WHAT THE EXERCISE ASKS: Scan the entries below. Return every line that includes "target".

Saved data entries:
★ ★ ★ ★ ★ ★ ★
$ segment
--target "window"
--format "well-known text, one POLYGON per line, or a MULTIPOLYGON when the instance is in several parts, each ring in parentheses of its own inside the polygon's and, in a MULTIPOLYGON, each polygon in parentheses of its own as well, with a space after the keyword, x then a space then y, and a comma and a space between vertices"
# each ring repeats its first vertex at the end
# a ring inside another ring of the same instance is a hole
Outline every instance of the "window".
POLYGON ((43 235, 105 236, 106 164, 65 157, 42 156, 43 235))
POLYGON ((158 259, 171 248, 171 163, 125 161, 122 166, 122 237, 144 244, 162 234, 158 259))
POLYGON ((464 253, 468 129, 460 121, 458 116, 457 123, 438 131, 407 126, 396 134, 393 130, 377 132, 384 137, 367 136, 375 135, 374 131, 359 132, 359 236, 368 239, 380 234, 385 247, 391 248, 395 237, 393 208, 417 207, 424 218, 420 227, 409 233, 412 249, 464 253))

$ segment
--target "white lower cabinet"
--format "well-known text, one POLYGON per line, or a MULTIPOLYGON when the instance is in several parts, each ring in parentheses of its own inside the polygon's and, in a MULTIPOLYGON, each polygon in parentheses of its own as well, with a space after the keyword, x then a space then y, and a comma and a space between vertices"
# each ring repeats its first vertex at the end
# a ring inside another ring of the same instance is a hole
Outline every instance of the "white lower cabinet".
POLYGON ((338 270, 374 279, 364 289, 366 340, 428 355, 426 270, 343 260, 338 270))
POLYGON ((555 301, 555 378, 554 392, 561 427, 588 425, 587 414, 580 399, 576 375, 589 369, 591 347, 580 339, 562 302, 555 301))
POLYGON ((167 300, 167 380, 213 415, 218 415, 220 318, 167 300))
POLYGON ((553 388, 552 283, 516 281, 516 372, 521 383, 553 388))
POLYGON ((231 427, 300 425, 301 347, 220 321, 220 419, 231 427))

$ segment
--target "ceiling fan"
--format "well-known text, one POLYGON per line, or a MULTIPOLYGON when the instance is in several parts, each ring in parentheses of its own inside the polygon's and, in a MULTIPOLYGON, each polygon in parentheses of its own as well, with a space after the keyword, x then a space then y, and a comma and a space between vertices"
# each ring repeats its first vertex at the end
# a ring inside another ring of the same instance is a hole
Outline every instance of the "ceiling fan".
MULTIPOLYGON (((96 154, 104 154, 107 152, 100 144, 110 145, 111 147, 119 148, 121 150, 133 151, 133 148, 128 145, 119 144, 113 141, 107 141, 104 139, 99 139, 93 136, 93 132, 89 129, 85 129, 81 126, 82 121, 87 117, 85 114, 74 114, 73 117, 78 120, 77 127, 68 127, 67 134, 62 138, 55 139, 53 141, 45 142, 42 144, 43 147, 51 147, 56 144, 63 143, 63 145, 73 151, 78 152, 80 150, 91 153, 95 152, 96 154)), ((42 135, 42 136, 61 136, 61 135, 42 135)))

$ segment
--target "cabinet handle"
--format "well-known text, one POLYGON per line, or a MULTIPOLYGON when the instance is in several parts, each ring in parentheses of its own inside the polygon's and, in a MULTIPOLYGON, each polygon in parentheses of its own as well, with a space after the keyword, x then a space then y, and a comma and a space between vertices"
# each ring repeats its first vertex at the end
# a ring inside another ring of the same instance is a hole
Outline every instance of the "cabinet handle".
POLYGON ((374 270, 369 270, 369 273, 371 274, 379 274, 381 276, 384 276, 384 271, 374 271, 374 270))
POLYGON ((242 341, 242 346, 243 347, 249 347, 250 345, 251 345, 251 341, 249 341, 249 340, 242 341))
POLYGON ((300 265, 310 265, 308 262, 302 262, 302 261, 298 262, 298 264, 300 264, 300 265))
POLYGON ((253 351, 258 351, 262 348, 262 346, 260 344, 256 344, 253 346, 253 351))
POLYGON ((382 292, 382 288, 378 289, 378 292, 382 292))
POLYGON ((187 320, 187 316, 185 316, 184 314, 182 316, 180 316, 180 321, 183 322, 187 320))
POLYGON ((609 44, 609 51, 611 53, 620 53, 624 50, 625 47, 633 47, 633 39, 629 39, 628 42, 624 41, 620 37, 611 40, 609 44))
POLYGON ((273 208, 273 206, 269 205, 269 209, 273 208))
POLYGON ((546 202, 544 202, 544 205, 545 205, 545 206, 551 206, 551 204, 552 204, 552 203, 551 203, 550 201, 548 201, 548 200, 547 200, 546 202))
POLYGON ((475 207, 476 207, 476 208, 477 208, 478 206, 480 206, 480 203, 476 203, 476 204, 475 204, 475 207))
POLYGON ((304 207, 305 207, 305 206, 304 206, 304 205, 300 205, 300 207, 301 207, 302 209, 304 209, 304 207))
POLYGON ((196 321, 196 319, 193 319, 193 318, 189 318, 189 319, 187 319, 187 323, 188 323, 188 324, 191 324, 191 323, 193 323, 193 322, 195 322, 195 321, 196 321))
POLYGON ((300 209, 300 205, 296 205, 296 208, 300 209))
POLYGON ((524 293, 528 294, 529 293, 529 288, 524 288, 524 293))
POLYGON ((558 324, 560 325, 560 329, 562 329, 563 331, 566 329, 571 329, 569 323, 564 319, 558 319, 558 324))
★ ★ ★ ★ ★ ★ ★
OUTPUT OF THE TASK:
--target "window"
--target "white lower cabinet"
--target "ceiling fan"
--target "cabinet handle"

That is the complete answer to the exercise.